───── Te analyseren tekst ─────

Onjuiste bekendmaking kan toch tijdig zijn
De wet bepaalt dat een besluit dat tot een of meer belanghebbenden is gericht, geschiedt door toezending of uitreiking aan hen, onder wie begrepen de aanvrager. Uit een uitspraak van de Afdeling van 27 mei 2015 (201406992) volgt dat een onjuiste tenaamstelling in een besluit kan leiden tot een onjuiste bekendmaking van dat besluit. Dat behoeft echter niet tot de conclusie te leiden dat het besluit niet tijdig bekend is gemaakt.
Situatie
Persoon X heeft bij het college van burgemeester en wethouders van zijn gemeente een omgevingsvergunning aangevraagd voor het aanleggen van een uitrit. In hoger beroep speelde enkel de vraag of sprake was van een van rechtswege verleende vergunning.
Juridisch kader
Op grond van artikel 3:40 Awb treedt een besluit niet in werking voordat het bekend is gemaakt. Een besluit dat tot een of meer belanghebbenden is gericht, geschiedt op grond van artikel 3:41, eerste lid, Awb door toezending of uitreiking aan hen, onder wie begrepen de aanvrager.
Wanneer niet tijdig een beslissing op een aanvraag is genomen, kan op grond van artikel 4:20b, eerste lid, Awb sprake zijn van een van rechtswege verleende vergunning. Deze vergunning geldt als een beschikking, die op grond van artikel 4:20c, eerste lid, Awb – binnen twee weken nadat zij van rechtswege is gegeven – bekend moet worden gemaakt. In de bekendmaking en mededeling moet worden vermeld dat de beschikking van rechtswege is gegeven.

───── Aangeleverd materiaal ─────

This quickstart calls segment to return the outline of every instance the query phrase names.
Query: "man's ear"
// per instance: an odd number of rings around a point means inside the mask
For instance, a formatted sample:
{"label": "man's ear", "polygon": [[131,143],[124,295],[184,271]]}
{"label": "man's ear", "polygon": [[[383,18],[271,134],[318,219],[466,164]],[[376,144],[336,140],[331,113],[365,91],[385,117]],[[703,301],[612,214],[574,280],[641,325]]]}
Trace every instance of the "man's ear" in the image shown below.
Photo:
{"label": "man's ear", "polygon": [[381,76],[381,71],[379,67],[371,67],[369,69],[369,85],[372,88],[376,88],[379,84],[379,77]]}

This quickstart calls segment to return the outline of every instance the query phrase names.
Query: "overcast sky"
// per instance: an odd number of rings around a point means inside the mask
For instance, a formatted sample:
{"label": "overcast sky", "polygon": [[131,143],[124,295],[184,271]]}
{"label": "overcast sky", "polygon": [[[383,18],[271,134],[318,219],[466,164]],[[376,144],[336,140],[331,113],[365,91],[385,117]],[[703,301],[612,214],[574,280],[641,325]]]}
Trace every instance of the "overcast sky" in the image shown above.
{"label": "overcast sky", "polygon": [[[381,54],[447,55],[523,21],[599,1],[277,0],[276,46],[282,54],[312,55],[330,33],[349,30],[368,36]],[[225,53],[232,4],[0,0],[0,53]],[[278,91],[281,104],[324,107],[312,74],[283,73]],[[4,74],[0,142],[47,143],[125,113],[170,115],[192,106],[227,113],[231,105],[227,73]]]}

─────

▶ Opdracht:
Zet de tekst over de bekendmaking van besluiten voort, aansluitend op de laatste zin. De items hebben niets met de tekst te maken.

▶ Eindantwoord:
Of sprake kan zijn van een vergunning van rechtswege moet blijken uit de van toepassing zijnde wet. Nu het in onderhavige kwestie gaat om een aanvraag om een omgevingsvergunning voor een aanlegactiviteit, is de Wet algemene bepalingen omgevingsrecht (hierna: Wabo) van belang. Uit artikel 3.9, derde lid, Wabo volgt dat wanneer niet tijdig op een vergunningaanvraag is beslist – waarop de reguliere voorbereidingsprocedure van toepassing is – sprake is van een van rechtswege verleende vergunning.
Uitspraak
Persoon X stelt dat het college niet binnen de beslistermijn een beslissing op zijn vergunningaanvraag heeft genomen en dat daarom sprake is van een vergunning van rechtswege. Als redenen daarvoor heeft hij naar voren gebracht dat het in een besluit van 27 juni 2013 vermelde kenmerknummer niet overeenkomt met het kenmerknummer in de aan hem gerichte bevestigingsbrief van de aanvraag en dat het besluit aan zijn dochter was gericht.
Een tijdige beslissing op de vergunningaanvraag als bedoeld in artikel 4:20b, eerste lid, Awb houdt in dat binnen de beslistermijn een reëel besluit op de aanvraag moet zijn genomen en dat het besluit binnen die termijn moet zijn bekendgemaakt. Met het besluit van 27 juni 2013 heeft het college een beslissing genomen op de vergunningaanvraag van persoon X. Dit besluit is echter niet op juiste wijze aan persoon X bekend gemaakt, omdat het besluit is voorzien van een onjuiste tenaamstelling. Deze omstandigheid heeft er mogelijk toe geleid dat persoon X niet daags na 27 juni 2013 van de inhoud daarvan kennis heeft genomen, hoewel het wel aan zijn adres was gezonden.
De vermelding van een onjuist kenmerknummer betekent niet dat het college niet tijdig op de vergunningaanvraag heeft beslist.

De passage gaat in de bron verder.